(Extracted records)

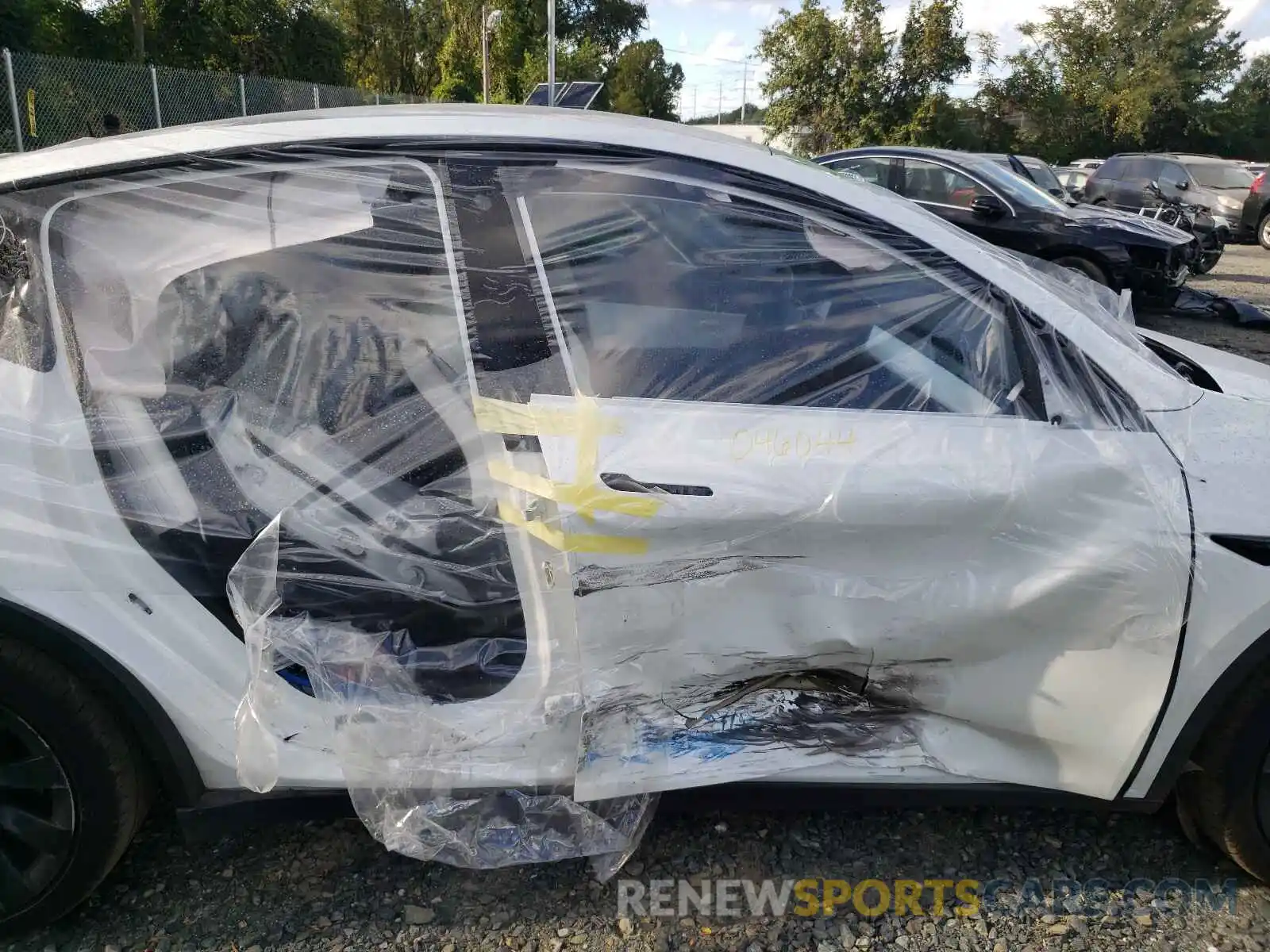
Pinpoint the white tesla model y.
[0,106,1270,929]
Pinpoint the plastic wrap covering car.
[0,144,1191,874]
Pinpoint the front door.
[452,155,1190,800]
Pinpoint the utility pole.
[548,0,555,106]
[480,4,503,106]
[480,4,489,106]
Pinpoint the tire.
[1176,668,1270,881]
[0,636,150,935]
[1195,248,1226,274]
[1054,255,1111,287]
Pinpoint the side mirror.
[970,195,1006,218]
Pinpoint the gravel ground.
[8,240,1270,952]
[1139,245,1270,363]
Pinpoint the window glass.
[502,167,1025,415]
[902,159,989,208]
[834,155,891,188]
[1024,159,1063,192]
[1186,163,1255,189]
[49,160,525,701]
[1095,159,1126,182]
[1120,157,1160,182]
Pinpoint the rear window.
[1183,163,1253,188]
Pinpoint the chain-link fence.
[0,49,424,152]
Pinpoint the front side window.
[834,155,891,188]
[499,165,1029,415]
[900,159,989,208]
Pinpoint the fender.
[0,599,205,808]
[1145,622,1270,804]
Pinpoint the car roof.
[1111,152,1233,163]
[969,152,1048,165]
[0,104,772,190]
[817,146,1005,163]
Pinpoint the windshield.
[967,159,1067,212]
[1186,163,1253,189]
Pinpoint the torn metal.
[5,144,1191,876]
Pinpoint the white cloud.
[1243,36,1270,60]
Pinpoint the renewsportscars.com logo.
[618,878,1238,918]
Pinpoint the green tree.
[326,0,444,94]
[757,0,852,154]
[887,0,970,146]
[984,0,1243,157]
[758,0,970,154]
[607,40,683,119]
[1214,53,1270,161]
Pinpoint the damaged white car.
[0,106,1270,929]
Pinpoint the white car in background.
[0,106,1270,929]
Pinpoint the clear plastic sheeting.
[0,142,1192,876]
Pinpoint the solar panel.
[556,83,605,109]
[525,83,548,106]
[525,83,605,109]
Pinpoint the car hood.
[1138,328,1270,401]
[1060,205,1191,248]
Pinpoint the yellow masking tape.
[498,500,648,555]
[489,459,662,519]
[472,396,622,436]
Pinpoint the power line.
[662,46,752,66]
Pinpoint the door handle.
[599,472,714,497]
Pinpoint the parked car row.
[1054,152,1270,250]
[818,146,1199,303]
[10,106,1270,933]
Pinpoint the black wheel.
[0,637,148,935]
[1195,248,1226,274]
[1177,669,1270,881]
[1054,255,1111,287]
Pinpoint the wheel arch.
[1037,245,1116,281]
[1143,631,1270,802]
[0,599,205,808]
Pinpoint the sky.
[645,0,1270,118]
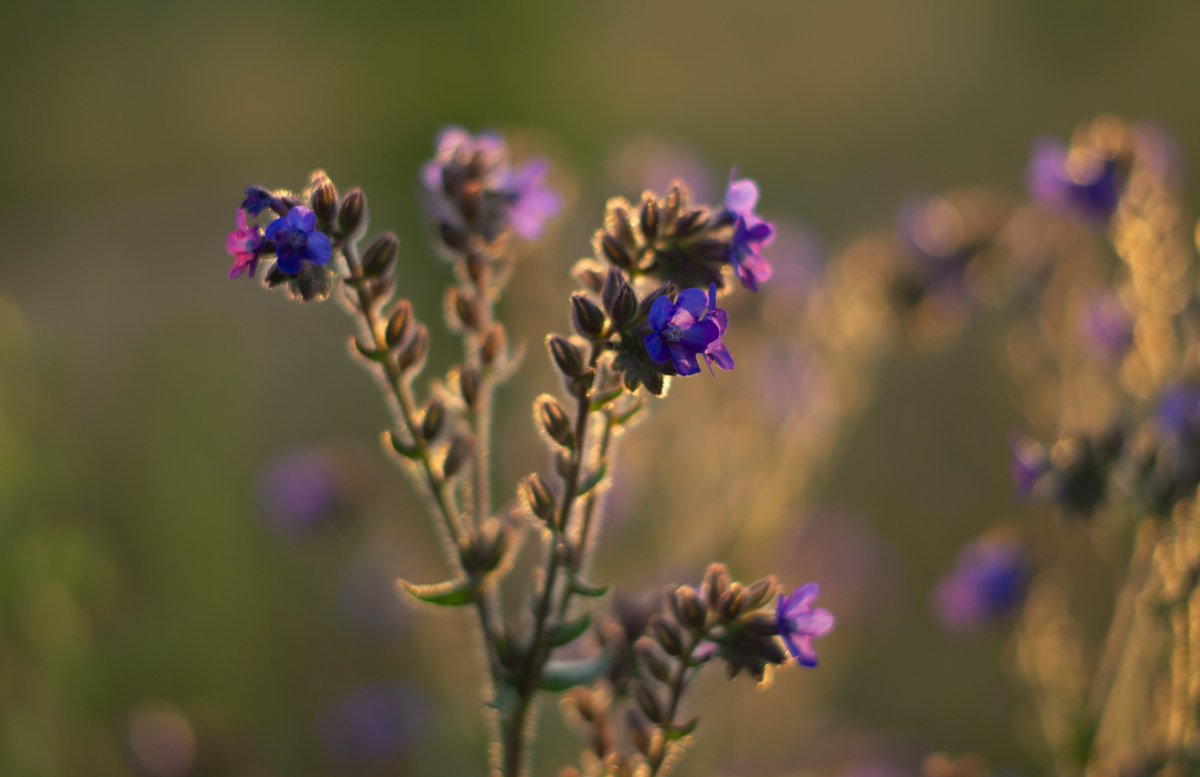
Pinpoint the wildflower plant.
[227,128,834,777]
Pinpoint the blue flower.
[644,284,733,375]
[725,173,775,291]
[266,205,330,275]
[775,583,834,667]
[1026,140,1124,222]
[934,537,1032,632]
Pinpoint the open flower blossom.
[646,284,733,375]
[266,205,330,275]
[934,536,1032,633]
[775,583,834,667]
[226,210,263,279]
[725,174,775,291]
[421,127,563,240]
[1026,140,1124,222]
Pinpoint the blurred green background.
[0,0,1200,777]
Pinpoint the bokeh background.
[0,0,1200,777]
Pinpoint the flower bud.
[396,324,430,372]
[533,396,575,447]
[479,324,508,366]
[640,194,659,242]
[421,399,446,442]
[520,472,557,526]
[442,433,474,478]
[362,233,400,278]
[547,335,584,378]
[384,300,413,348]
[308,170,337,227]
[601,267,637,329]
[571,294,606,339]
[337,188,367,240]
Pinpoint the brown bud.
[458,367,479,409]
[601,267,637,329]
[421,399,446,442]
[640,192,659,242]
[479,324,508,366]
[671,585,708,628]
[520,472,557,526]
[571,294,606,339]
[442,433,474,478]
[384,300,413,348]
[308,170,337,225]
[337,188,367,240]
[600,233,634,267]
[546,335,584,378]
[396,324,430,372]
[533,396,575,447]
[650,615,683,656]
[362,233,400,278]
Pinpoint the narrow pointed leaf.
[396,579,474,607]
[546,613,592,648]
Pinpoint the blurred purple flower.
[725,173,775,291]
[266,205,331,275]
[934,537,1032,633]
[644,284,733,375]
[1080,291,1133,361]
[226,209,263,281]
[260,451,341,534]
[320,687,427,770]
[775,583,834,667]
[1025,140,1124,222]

**INSTRUCTION:** Put every line of the records above into a Markdown table with the columns No. and Line, numbering each row and skipping blank lines. Omit the pictures.

**CORRECT RESULT:**
| No. | Line |
|---|---|
| 1 | Pinpoint the white tesla model y. |
| 2 | [0,106,1270,929] |
| 3 | Pinpoint the plastic wrap covering car. |
| 4 | [0,144,1191,874] |
| 5 | Pinpoint the front door. |
| 6 | [452,155,1190,800] |
| 7 | Pinpoint the utility pole. |
| 8 | [548,0,555,106] |
| 9 | [480,4,503,106] |
| 10 | [480,4,489,106] |
| 11 | Pinpoint the tire. |
| 12 | [1176,668,1270,881] |
| 13 | [0,636,150,935] |
| 14 | [1195,248,1226,274] |
| 15 | [1054,255,1111,287] |
| 16 | Pinpoint the side mirror. |
| 17 | [970,195,1006,218] |
| 18 | Pinpoint the gravel ground. |
| 19 | [8,240,1270,952] |
| 20 | [1139,245,1270,363] |
| 21 | Pinpoint the window glass. |
| 22 | [502,167,1025,415] |
| 23 | [902,159,989,208] |
| 24 | [834,155,891,188] |
| 25 | [1024,159,1063,192] |
| 26 | [1186,163,1255,189] |
| 27 | [49,160,525,701] |
| 28 | [1095,159,1126,182] |
| 29 | [1120,157,1160,182] |
| 30 | Pinpoint the rear window. |
| 31 | [1183,163,1253,188] |
| 32 | Pinpoint the chain-link fence. |
| 33 | [0,49,424,152] |
| 34 | Pinpoint the front side window. |
| 35 | [834,155,891,188] |
| 36 | [499,165,1029,415] |
| 37 | [900,159,989,208] |
| 38 | Pinpoint the fender. |
| 39 | [0,599,205,808] |
| 40 | [1145,622,1270,804] |
| 41 | Pinpoint the car roof. |
| 42 | [1111,152,1233,163] |
| 43 | [969,152,1048,165] |
| 44 | [0,104,772,190] |
| 45 | [817,146,1005,163] |
| 46 | Pinpoint the windshield. |
| 47 | [967,159,1067,212] |
| 48 | [1186,163,1253,189] |
| 49 | Pinpoint the torn metal. |
| 50 | [5,144,1191,876] |
| 51 | Pinpoint the white cloud. |
| 52 | [1243,36,1270,60] |
| 53 | Pinpoint the renewsportscars.com logo. |
| 54 | [618,878,1238,918] |
| 55 | Pinpoint the green tree. |
| 56 | [326,0,444,94] |
| 57 | [757,0,852,154] |
| 58 | [887,0,970,146] |
| 59 | [984,0,1243,157] |
| 60 | [758,0,970,154] |
| 61 | [607,40,683,119] |
| 62 | [1214,53,1270,161] |
| 63 | Pinpoint the damaged white car. |
| 64 | [0,106,1270,929] |
| 65 | Pinpoint the white car in background. |
| 66 | [0,106,1270,929] |
| 67 | Pinpoint the clear plastic sheeting. |
| 68 | [0,142,1192,876] |
| 69 | Pinpoint the solar panel. |
| 70 | [556,83,605,109] |
| 71 | [525,83,548,106] |
| 72 | [525,83,605,109] |
| 73 | Pinpoint the car hood. |
| 74 | [1138,328,1270,401] |
| 75 | [1060,205,1191,248] |
| 76 | Pinpoint the yellow masking tape. |
| 77 | [498,500,648,555] |
| 78 | [489,459,662,519] |
| 79 | [472,396,622,436] |
| 80 | Pinpoint the power line. |
| 81 | [662,46,752,66] |
| 82 | Pinpoint the door handle. |
| 83 | [599,472,714,497] |
| 84 | Pinpoint the parked car row. |
| 85 | [1054,152,1270,250] |
| 86 | [818,146,1199,303] |
| 87 | [10,106,1270,933] |
| 88 | Pinpoint the black wheel. |
| 89 | [0,637,148,935] |
| 90 | [1195,248,1226,274] |
| 91 | [1177,669,1270,881] |
| 92 | [1054,255,1111,287] |
| 93 | Pinpoint the wheel arch. |
| 94 | [1037,245,1116,281] |
| 95 | [1143,631,1270,802] |
| 96 | [0,599,205,808] |
| 97 | Pinpoint the sky. |
| 98 | [645,0,1270,118] |
| 99 | Pinpoint the wildflower plant. |
| 100 | [227,128,834,777] |
| 101 | Pinpoint the blue flower. |
| 102 | [644,284,733,375] |
| 103 | [725,173,775,291] |
| 104 | [266,205,330,275] |
| 105 | [775,583,834,667] |
| 106 | [1026,140,1124,222] |
| 107 | [934,537,1032,632] |
| 108 | Pinpoint the open flower blossom. |
| 109 | [646,284,733,375] |
| 110 | [266,205,330,275] |
| 111 | [934,536,1032,633] |
| 112 | [775,583,834,667] |
| 113 | [226,210,263,279] |
| 114 | [725,174,775,291] |
| 115 | [421,127,563,240] |
| 116 | [1026,140,1124,222] |
| 117 | Pinpoint the blurred green background. |
| 118 | [0,0,1200,777] |
| 119 | Pinpoint the bokeh background. |
| 120 | [0,0,1200,777] |
| 121 | Pinpoint the flower bud. |
| 122 | [396,324,430,372] |
| 123 | [533,396,575,447] |
| 124 | [479,324,508,366] |
| 125 | [640,194,659,242] |
| 126 | [421,399,446,442] |
| 127 | [520,472,557,526] |
| 128 | [442,433,474,478] |
| 129 | [362,233,400,278] |
| 130 | [547,335,584,378] |
| 131 | [384,300,413,348] |
| 132 | [308,170,337,227] |
| 133 | [601,267,637,329] |
| 134 | [571,294,606,339] |
| 135 | [337,188,367,240] |
| 136 | Pinpoint the brown bud. |
| 137 | [458,367,479,409] |
| 138 | [601,267,637,329] |
| 139 | [421,399,446,442] |
| 140 | [640,192,659,242] |
| 141 | [479,324,508,366] |
| 142 | [671,585,708,628] |
| 143 | [520,472,557,526] |
| 144 | [571,294,606,339] |
| 145 | [442,433,474,478] |
| 146 | [384,300,413,348] |
| 147 | [308,170,337,225] |
| 148 | [337,188,367,240] |
| 149 | [600,233,634,267] |
| 150 | [546,335,584,378] |
| 151 | [396,324,430,372] |
| 152 | [533,396,575,447] |
| 153 | [650,615,683,656] |
| 154 | [362,233,400,278] |
| 155 | Pinpoint the narrow pointed leaf. |
| 156 | [396,579,474,607] |
| 157 | [546,613,592,648] |
| 158 | Pinpoint the blurred purple flower. |
| 159 | [725,173,775,291] |
| 160 | [266,205,331,275] |
| 161 | [934,537,1032,633] |
| 162 | [644,284,733,375] |
| 163 | [1080,291,1133,361] |
| 164 | [226,209,263,281] |
| 165 | [260,451,341,534] |
| 166 | [320,687,427,770] |
| 167 | [775,583,834,667] |
| 168 | [1025,140,1124,222] |